[Point labeling material]

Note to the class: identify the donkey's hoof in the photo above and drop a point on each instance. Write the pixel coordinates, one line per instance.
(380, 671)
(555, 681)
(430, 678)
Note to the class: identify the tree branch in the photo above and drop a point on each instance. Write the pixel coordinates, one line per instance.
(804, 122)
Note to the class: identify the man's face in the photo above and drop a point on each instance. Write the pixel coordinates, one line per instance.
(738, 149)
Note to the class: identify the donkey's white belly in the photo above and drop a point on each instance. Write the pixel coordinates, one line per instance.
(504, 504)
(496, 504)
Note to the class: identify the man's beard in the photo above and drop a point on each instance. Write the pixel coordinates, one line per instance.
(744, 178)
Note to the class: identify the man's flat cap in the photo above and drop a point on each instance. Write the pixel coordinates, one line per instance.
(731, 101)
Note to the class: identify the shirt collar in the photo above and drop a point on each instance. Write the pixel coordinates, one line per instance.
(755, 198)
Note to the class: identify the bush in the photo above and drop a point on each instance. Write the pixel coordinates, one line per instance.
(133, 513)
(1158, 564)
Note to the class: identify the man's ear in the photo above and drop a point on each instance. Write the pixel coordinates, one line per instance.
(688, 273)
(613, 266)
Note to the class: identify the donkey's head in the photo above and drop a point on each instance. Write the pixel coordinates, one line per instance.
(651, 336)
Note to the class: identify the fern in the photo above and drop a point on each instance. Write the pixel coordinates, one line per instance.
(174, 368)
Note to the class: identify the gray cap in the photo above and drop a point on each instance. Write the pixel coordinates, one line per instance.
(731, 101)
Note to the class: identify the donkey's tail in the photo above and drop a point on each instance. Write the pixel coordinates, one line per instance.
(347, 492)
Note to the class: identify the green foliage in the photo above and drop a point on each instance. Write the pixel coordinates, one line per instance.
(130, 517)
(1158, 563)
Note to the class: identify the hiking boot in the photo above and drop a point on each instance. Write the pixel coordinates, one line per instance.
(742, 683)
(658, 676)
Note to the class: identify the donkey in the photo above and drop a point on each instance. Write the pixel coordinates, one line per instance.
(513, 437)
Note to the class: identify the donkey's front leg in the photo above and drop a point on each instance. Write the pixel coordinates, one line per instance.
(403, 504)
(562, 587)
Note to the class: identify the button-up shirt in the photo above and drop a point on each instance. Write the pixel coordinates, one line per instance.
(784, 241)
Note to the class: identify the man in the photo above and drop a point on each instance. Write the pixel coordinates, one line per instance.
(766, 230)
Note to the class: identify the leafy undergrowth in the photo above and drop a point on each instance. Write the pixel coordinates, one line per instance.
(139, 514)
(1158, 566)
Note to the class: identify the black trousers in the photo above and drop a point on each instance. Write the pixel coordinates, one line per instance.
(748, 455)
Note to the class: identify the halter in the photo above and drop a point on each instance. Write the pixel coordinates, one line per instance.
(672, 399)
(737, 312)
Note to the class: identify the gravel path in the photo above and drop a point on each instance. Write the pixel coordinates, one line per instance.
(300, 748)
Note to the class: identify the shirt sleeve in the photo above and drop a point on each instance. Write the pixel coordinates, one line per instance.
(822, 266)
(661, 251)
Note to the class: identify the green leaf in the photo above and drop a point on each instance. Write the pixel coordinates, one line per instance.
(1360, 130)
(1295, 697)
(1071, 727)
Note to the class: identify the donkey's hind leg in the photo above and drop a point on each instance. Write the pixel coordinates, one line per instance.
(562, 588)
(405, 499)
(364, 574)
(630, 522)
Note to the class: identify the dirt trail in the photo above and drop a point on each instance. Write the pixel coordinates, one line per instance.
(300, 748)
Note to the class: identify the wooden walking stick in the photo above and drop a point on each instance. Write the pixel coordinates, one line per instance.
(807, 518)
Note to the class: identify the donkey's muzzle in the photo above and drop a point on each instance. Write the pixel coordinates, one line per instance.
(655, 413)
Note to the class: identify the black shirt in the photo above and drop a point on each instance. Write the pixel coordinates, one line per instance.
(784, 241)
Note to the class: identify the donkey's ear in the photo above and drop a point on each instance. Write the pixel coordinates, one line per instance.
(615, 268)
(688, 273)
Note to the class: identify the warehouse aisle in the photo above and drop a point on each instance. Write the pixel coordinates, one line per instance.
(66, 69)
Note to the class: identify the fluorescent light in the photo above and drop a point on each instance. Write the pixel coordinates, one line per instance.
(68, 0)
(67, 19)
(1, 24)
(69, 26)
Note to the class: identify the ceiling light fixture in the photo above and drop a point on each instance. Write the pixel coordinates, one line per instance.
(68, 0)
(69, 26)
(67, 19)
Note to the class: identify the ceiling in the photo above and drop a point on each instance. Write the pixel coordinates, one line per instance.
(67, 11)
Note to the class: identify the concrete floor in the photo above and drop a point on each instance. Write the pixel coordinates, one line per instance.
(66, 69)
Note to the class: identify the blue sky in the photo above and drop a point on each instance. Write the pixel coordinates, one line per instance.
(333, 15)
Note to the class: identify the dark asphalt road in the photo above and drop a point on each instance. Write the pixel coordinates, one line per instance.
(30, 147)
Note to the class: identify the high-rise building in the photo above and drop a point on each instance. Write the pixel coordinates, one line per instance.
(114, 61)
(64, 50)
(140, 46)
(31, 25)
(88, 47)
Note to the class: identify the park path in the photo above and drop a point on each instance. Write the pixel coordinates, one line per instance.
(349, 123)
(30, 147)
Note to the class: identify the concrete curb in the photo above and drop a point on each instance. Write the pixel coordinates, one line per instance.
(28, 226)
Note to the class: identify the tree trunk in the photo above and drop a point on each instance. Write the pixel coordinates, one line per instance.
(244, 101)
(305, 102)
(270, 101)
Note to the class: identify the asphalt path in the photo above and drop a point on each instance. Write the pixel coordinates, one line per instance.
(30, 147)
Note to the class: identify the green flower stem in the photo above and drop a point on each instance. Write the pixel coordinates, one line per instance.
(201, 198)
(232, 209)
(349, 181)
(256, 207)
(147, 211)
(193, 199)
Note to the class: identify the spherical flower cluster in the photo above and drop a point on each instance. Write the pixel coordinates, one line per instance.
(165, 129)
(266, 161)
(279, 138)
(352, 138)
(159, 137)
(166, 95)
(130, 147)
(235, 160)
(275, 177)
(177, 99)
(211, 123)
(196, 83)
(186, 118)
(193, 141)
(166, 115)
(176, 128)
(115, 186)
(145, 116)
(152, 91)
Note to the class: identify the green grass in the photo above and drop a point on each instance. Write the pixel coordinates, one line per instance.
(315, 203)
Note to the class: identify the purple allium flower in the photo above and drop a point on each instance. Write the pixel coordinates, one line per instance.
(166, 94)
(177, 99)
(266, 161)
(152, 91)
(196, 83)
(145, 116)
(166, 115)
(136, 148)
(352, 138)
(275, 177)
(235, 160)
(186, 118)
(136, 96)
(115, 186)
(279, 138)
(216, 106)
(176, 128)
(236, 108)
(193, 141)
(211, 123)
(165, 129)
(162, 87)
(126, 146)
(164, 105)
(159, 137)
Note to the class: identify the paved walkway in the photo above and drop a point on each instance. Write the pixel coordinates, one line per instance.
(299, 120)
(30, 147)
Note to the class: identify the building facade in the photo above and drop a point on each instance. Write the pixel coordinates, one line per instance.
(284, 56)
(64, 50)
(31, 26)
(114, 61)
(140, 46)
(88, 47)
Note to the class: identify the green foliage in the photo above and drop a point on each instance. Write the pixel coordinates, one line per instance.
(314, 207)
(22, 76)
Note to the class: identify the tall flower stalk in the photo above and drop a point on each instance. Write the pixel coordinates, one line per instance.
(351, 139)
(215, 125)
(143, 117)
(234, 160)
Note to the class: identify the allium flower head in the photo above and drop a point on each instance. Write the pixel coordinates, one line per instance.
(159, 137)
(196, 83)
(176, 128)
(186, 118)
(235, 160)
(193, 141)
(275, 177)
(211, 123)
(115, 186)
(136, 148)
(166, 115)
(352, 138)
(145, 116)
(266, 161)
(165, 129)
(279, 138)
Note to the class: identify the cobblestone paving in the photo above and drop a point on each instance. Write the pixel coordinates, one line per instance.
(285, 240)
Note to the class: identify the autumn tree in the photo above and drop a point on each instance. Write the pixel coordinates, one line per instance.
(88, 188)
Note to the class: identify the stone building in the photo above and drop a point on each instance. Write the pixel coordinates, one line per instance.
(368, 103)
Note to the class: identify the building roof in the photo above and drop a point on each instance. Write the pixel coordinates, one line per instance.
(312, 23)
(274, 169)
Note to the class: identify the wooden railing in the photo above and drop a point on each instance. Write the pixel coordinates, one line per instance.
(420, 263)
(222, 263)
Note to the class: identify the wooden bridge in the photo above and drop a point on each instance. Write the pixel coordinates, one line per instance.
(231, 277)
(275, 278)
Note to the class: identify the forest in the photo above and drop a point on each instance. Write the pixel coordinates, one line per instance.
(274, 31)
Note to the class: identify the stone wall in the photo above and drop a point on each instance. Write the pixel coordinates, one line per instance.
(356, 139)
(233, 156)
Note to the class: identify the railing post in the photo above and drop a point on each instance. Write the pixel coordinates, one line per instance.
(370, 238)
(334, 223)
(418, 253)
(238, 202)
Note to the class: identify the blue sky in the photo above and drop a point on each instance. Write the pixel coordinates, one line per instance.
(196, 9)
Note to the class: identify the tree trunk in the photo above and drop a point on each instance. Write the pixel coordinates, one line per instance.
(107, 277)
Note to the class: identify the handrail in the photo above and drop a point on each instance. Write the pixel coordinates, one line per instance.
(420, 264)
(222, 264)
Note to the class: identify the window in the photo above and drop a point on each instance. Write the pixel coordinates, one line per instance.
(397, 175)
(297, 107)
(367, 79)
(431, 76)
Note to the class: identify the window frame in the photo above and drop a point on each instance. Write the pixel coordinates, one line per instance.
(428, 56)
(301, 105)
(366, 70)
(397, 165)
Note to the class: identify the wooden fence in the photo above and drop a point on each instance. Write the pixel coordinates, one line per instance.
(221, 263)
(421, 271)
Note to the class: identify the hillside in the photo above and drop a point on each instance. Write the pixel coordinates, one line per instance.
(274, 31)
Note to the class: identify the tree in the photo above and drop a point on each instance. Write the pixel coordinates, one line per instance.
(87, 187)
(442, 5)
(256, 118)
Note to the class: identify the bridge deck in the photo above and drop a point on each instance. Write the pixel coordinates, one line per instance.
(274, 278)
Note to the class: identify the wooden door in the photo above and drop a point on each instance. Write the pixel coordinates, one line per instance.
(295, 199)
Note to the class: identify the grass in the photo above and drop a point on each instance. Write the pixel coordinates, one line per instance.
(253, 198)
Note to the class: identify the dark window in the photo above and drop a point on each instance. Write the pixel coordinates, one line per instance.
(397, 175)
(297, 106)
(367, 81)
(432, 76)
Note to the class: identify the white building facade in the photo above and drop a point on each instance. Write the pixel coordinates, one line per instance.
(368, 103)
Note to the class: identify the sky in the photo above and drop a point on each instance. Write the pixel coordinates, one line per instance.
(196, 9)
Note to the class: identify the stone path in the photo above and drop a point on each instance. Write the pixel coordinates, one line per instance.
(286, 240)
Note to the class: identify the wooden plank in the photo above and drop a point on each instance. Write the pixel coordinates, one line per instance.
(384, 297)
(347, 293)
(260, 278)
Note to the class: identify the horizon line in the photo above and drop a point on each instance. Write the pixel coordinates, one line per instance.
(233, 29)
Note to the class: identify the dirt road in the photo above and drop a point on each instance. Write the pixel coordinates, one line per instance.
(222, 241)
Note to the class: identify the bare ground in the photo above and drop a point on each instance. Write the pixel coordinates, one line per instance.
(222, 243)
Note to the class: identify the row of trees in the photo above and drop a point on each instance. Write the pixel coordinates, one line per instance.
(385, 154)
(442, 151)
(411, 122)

*Exercise details*
Reproduce everything from the beginning of the material down to and including the line that contains "(1158, 563)", with each line unchanged.

*Answer to the problem*
Note to the class: identify the donkey's hoof in the photo above and drop a point on each instance. Write the pixel coordinates, one line per instance.
(380, 671)
(555, 681)
(430, 678)
Note to the class: identify the tree branch in the photo above and drop a point on each instance. Write the pixel coordinates, one line per instance.
(804, 122)
Note to the class: identify the man's face in the photo above and drop a point on each instance. Write the pixel coordinates, one line per instance.
(738, 149)
Note to the class: identify the donkey's white belly in the photo above and drop a point on each instance. Write the pixel coordinates, one line per instance.
(504, 504)
(496, 504)
Note to the class: identify the man's beard in the photo above and drop a point on each instance. Write the pixel coordinates, one line per instance.
(744, 178)
Note to the class: identify the man's flat cap in the photo above and drop a point on each instance. Write the pixel coordinates, one line per instance.
(731, 101)
Note to the class: identify the shirt collar in the photo above and drop a point on each instance. Write the pixel coordinates, one line per instance.
(755, 198)
Note to the class: identify the bush in the photo above and drop a point on each instance. Write the pixel coordinates, one line per instance.
(133, 513)
(1158, 564)
Note to the class: identify the man's ear in the photo above and drop a point on each instance. Write the pixel coordinates, one line per instance.
(688, 273)
(613, 266)
Note to the class: identify the donkey's head in the photo above and drop a point on each instance. Write the pixel coordinates, one line per instance.
(651, 336)
Note to the class: identify the fern in the photo above and drop a point on each instance. Write the pixel coordinates, one line per instance.
(174, 368)
Note to the class: identify the gray cap in the photo above and drop a point on each instance. Write the pixel coordinates, one line per instance.
(731, 101)
Note to the class: identify the donkey's tail in the photo above and drop a point on each instance. Write the pixel coordinates, one line per instance.
(347, 492)
Note to the class: identify the green foliage in the photo above and drop a point on each instance. Write the pixel coordinates, one line per instance.
(130, 517)
(1158, 563)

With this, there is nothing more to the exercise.